Supplied passage ▸
---

Mountain pine beetle a threat to Alberta forests

Joe McWilliams
Lakeside Leader

Mountain pine beetles have killed off huge tracts of forest in central British Columbia and are looking for new food. Could Alberta’s pine forests be next?
According to forest health officer Mike Maximchuk, they could.
Maximchuk, with Sustainable Resource Development in Peace River, told a Slave Lake audience last week that eight billion trees have been killed by in B.C. That’s about 10 million hectares of forest, or $18 billion worth of wood. Having chewed up a portion of B.C. the pernicious critters are migrating westward – and doing it further north than ever before.
“They reached Dawson Creek (area) last year,” he told the Slave Lake Forest Public Advisory Committee. We’ve never seen beetles east of the Rockies that far north.”
Maximchuk said that when a pine beetle infestation reaches a certain level, the insects abandon their slow, steady migration patterns and adopt a new strategy. It involves flying up and catching the prevailing wind to wherever it takes them. Thus, an infestation in southeastern B.C. back in the 1970s resulted in the beetle crossing the Rockies to create an outbreak in the eastern slopes. They also showed up far out on the prairies, apparently blown there by the wind.
As a rule, the weather east of the mountains is not friendly to pine beetles. But with the warmer winters we’ve been having, the threat increases.
Pine beetles spread when the females go looking for stressed pine trees. They burrow under the bark and if they like what they find they give off pheromones attracting males. After they do their business they’ll lay eggs in the sawdust they’ve created. The eggs hatch and the larvae start chewing horizontally around the tree. In many cases the tree will die and turn red the next summer. Patches of red trees is one way pine beetle presence is located.
Another method is by pheromone baiting. Maximchuk has been hanging bags of scent on trees southeast of Grande Prairie. In a couple of cases they’ve attracted mountain pine beetles.
Tactics for controlling outbreaks vary from cutting and burning individual trees to logging large areas to control burning. Both logging and burning are being used in the mountain parks, he said.
Another issue in preventing the spread of the beetle into Alberta is the transportation of wood. As in the case of Dutch elm disease, carrying wood with the bark on into a clean area can be deadly. Don’t under any circumstances bring any back from B.C., Maximchuk said.
“There’s always someone who does though,” he said.

---

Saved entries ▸

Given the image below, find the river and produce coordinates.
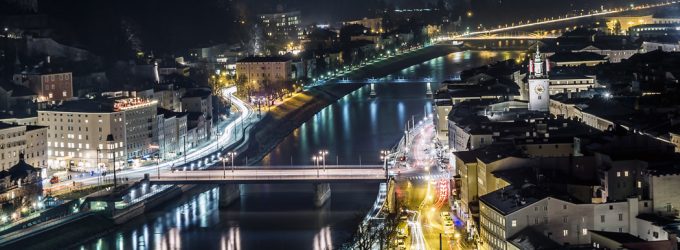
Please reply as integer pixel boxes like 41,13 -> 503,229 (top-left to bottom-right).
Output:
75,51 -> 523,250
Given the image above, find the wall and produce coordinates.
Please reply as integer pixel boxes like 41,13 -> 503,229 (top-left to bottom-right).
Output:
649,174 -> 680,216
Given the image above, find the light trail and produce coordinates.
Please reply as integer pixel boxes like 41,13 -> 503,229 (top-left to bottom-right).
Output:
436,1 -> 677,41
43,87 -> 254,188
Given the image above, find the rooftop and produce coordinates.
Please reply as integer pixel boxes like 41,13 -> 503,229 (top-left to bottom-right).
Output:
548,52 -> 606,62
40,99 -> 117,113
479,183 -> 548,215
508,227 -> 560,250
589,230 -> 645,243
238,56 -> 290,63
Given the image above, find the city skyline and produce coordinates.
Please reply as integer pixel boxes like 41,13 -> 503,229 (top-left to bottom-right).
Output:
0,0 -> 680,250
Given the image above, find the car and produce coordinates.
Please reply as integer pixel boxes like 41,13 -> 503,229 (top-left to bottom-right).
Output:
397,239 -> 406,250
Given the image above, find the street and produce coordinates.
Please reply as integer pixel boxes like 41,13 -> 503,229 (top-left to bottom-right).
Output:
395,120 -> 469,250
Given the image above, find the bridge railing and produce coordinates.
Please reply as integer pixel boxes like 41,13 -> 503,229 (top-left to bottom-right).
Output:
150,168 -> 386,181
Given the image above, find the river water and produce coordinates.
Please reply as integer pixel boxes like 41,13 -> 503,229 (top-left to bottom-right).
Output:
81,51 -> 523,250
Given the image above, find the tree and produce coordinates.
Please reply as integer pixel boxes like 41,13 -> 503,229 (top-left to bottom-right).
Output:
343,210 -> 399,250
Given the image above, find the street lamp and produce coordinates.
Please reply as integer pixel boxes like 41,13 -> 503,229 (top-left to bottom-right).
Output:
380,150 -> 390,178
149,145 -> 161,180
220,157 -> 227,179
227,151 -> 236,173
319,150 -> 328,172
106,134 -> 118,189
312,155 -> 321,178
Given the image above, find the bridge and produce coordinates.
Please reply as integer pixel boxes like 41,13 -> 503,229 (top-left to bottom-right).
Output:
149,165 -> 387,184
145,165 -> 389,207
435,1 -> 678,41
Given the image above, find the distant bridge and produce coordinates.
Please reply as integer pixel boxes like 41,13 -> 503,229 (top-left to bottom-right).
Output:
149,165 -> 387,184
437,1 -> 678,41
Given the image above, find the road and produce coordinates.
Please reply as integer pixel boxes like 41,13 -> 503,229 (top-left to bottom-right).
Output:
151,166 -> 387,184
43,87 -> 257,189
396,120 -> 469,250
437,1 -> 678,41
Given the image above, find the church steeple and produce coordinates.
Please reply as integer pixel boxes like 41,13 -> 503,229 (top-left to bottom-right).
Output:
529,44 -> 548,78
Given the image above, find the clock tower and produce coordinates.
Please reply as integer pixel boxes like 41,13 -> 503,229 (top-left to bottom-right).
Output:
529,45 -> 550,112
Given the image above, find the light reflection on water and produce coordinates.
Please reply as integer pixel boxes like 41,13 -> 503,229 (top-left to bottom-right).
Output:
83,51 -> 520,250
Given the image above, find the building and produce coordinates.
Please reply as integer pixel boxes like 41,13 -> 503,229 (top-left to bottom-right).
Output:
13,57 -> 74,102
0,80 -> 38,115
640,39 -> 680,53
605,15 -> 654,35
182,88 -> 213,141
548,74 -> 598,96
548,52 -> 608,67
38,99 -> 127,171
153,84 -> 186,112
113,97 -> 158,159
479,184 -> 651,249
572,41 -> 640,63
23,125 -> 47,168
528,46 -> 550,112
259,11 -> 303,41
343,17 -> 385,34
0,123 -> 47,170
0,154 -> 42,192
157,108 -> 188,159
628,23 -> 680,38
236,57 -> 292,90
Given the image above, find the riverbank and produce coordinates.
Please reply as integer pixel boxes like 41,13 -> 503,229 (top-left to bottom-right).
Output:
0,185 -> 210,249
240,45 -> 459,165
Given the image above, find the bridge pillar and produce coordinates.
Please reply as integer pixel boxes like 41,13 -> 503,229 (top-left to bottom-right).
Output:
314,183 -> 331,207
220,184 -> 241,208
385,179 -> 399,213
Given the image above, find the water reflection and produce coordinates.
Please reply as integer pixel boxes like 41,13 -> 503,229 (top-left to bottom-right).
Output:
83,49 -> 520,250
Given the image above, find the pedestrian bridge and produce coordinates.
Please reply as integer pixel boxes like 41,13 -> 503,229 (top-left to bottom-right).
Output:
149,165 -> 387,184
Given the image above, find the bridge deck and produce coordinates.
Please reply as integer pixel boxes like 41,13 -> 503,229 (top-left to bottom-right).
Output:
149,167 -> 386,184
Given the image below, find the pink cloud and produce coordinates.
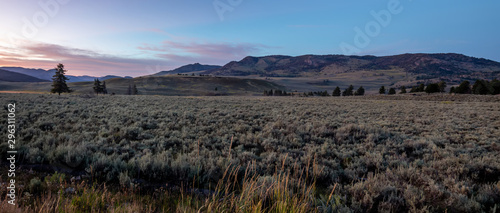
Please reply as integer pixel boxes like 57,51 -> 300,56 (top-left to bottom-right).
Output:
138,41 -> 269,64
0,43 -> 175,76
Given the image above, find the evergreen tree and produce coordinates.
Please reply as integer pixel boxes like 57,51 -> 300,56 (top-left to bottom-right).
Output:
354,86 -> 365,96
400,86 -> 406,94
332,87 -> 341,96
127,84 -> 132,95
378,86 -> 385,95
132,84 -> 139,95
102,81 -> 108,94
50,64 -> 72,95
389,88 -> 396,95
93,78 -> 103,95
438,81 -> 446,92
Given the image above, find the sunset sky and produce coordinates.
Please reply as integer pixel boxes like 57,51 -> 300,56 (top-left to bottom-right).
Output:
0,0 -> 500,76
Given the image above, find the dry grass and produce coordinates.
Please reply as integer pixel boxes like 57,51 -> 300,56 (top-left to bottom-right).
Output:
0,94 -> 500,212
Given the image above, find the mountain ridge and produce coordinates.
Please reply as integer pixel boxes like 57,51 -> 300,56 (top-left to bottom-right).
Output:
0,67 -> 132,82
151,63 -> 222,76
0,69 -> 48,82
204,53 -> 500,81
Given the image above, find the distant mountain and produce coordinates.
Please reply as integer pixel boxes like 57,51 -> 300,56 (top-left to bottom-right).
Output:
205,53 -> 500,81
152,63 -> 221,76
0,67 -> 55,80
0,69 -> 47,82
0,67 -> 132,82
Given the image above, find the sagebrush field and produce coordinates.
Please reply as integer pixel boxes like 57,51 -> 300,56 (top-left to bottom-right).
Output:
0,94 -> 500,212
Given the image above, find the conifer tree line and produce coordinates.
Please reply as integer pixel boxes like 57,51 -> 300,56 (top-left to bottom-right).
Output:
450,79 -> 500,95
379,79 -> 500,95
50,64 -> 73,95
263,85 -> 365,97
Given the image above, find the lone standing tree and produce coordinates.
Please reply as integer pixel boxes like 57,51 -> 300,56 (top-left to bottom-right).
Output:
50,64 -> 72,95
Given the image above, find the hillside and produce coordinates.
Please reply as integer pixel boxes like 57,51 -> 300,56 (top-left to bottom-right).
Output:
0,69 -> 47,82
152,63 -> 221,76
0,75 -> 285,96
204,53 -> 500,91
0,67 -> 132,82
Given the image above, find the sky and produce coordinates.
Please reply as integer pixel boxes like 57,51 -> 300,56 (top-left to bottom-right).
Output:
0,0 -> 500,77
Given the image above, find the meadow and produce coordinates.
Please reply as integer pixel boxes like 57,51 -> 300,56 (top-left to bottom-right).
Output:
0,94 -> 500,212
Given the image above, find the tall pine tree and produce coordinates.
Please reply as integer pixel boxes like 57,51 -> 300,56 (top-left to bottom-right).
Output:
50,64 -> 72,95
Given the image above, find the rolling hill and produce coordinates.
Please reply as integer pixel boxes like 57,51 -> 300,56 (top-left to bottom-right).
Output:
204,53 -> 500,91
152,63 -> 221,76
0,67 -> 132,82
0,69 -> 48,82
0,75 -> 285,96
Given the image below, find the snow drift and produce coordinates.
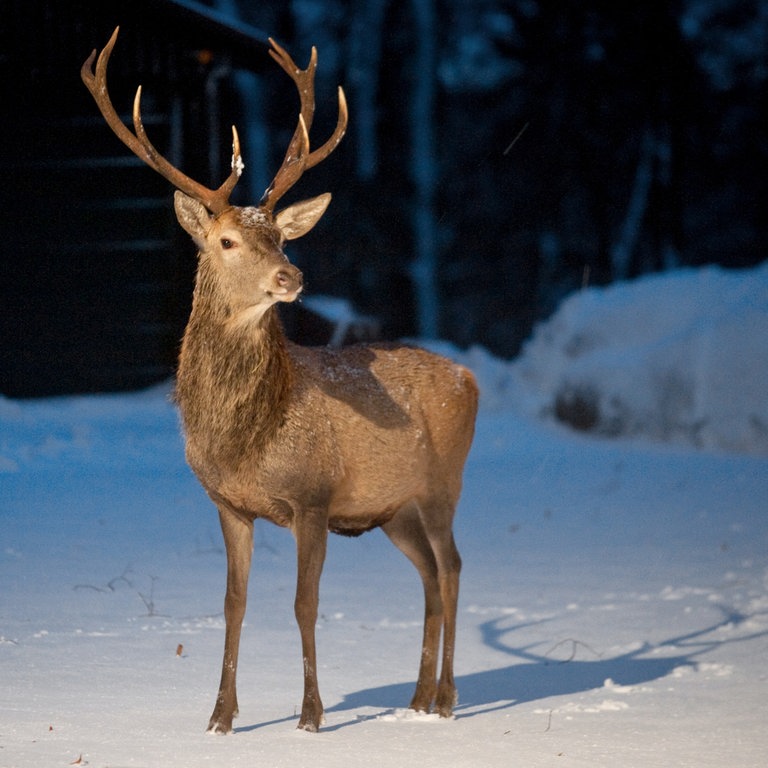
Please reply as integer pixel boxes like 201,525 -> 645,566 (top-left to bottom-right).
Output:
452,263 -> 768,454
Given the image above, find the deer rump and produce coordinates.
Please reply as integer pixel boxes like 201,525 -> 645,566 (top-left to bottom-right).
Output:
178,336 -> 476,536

---

Set of tasks ▸
[a] Do these statements agree with the pine beetle article? (i) The beetles reached the Dawson Creek area last year. (ii) The weather east of the mountains is generally friendly to pine beetles. (iii) In a couple of cases, the scent bags hung southeast of Grande Prairie attracted mountain pine beetles. Answer yes or no for each, and quote the article's deciding words.
[b] Can you set down the part of the pine beetle article that opens with the words containing "Tactics for controlling" and closes with "B.C., Maximchuk said.", copying it word for word?
You won't need the rows for anything here.

Answers by item ▸
[a]
(i) Yes: "They reached Dawson Creek (area) last year"
(ii) No: "As a rule, the weather east of the mountains is not friendly to pine beetles."
(iii) Yes: "In a couple of cases they’ve attracted mountain pine beetles."

[b]
Tactics for controlling outbreaks vary from cutting and burning individual trees to logging large areas to control burning. Both logging and burning are being used in the mountain parks, he said.
Another issue in preventing the spread of the beetle into Alberta is the transportation of wood. As in the case of Dutch elm disease, carrying wood with the bark on into a clean area can be deadly. Don’t under any circumstances bring any back from B.C., Maximchuk said.